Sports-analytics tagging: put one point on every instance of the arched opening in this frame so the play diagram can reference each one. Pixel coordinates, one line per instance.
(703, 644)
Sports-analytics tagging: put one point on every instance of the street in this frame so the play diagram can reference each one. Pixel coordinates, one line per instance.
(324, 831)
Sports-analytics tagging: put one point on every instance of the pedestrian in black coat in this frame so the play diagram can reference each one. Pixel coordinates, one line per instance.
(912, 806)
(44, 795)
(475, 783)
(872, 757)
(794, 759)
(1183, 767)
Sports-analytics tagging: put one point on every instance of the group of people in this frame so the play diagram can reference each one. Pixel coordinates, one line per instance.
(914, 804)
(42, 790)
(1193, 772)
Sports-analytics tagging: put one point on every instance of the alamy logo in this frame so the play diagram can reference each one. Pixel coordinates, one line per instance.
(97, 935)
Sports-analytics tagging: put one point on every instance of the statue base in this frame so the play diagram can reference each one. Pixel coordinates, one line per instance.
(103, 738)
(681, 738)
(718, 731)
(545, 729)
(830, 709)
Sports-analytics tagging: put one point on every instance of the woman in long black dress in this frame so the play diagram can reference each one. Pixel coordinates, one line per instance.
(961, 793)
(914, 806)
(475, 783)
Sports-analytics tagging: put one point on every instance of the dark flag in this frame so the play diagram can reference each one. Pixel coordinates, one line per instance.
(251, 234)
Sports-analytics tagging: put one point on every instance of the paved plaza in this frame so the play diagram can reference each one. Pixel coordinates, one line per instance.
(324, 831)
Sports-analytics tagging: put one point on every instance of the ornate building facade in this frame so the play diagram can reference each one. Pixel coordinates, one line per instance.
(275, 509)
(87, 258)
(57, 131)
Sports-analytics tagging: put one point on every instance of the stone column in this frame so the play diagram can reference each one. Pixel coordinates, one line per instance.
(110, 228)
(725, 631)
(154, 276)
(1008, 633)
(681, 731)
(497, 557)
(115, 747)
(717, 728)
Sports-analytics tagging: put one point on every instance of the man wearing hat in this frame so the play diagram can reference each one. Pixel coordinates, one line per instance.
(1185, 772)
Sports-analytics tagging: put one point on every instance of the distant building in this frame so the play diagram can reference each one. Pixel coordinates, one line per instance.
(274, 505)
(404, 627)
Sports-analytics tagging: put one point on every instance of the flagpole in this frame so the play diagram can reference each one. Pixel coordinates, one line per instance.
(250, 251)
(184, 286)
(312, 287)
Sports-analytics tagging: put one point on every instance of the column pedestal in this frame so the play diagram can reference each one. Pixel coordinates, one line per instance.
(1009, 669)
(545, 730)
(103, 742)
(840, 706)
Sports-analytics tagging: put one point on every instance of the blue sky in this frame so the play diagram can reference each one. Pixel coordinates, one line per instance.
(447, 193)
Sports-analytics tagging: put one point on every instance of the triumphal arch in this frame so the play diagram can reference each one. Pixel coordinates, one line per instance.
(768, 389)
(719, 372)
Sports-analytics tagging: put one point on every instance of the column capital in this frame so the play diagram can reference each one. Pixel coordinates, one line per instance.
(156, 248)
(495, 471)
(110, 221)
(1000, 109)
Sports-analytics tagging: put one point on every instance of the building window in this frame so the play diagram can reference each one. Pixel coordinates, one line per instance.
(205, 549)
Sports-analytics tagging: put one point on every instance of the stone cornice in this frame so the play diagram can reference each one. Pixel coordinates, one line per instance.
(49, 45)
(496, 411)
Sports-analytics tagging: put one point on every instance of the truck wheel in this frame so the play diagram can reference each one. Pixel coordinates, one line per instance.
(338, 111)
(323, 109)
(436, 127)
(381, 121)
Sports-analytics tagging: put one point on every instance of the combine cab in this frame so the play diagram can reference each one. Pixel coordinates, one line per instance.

» **WHAT YOU HAVE TO DO**
Please copy out the material again, starting at its first line and ending at the line containing "(1183, 767)", both ends included, and shift every coordinate in the answers by -86.

» **SOLVED PROBLEM**
Sports-analytics tagging: put one point on every instance of the arched opening in this frame so the play diagram can reference each one. Pixel coordinates, one line per instance.
(617, 558)
Sports-analytics tagging: put one point on every instance of the street in this frame so the play diagram can reference each one. Pixel coordinates, one line per instance.
(238, 745)
Sports-analytics tagging: put one point on every instance of the pedestrian in black coat in this frame so the play diagram can reference each one. Pixel coordinates, one line per instance.
(826, 720)
(-42, 709)
(389, 697)
(786, 671)
(708, 673)
(1097, 681)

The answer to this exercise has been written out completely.